Dataset content start

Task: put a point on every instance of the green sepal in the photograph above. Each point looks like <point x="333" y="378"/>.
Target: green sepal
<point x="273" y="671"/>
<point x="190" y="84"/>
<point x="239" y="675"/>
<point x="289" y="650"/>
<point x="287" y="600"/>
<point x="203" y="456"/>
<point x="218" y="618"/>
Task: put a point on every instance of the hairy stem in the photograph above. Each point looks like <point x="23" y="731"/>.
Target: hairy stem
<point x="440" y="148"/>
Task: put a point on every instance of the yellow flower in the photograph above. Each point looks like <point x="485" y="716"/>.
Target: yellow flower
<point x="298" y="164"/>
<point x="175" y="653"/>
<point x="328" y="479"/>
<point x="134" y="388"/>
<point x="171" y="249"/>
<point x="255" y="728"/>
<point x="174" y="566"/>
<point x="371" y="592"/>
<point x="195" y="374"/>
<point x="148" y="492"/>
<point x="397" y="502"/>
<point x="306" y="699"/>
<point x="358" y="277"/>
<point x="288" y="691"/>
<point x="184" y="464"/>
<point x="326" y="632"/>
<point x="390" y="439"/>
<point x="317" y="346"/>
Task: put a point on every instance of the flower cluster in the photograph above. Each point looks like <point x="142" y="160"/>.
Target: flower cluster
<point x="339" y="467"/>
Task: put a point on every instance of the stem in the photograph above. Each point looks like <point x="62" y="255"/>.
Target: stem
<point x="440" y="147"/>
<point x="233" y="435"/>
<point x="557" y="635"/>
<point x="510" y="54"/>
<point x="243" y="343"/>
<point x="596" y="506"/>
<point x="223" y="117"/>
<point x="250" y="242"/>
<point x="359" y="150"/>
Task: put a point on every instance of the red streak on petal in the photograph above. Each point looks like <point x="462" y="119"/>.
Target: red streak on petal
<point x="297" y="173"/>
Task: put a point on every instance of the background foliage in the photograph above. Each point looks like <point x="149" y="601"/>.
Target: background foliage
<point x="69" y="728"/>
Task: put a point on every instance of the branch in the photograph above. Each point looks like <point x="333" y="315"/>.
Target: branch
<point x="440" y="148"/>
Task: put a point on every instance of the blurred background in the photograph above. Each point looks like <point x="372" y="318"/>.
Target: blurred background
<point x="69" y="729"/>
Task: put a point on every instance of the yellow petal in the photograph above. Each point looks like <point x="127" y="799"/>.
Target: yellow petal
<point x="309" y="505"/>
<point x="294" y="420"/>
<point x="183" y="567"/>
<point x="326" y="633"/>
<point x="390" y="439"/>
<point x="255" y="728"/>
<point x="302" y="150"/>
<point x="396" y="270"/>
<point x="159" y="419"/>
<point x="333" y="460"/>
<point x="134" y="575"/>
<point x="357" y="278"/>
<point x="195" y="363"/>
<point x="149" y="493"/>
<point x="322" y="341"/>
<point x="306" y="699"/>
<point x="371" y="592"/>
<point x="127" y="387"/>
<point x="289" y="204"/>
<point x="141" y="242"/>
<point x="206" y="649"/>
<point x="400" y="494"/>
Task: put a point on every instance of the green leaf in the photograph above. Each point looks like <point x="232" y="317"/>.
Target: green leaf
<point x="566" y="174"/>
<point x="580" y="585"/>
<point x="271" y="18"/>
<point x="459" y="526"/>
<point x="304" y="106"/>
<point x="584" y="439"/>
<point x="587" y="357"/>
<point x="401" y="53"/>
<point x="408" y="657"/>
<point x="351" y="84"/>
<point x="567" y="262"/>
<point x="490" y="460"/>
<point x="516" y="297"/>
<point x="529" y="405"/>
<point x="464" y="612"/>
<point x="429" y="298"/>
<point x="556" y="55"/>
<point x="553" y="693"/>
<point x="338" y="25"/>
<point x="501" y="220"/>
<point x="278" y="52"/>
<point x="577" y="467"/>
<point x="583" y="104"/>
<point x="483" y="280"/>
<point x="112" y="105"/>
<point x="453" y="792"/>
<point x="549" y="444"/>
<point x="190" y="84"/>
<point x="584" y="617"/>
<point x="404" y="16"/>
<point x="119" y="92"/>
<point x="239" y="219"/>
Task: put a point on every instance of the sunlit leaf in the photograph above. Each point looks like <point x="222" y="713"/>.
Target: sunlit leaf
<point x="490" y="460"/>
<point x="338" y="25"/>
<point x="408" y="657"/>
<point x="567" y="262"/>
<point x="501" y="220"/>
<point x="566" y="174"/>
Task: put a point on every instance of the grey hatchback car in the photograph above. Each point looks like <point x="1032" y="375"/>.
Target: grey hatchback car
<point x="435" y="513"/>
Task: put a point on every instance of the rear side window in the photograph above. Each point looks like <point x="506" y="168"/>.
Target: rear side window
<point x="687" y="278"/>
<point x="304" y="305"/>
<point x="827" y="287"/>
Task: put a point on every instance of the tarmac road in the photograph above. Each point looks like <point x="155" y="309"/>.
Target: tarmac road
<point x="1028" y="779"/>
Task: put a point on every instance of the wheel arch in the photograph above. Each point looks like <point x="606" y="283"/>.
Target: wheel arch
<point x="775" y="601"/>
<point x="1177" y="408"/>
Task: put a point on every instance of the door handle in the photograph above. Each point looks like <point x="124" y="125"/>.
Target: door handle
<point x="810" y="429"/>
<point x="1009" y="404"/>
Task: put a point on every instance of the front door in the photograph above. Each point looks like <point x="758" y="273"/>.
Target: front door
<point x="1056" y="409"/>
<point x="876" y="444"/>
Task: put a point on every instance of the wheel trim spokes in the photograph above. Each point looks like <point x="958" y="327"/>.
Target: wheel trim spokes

Dataset content end

Task instructions - Reproduce everything from the line containing "Task: put a point on every instance of the door" down to the end of the entries, without changing a character.

The answer -
Task: put a point on every instance of the door handle in the photograph above. Each point looks like <point x="124" y="125"/>.
Target: door handle
<point x="810" y="429"/>
<point x="1009" y="404"/>
Task: put a point on every instance of the front door in the photograph above. Each point looks like <point x="758" y="273"/>.
Target: front door
<point x="1056" y="409"/>
<point x="876" y="444"/>
Task: put a point on every instance of the wheel trim spokes in the photograph above. Each point looks like <point x="958" y="327"/>.
Target: wheel trim spokes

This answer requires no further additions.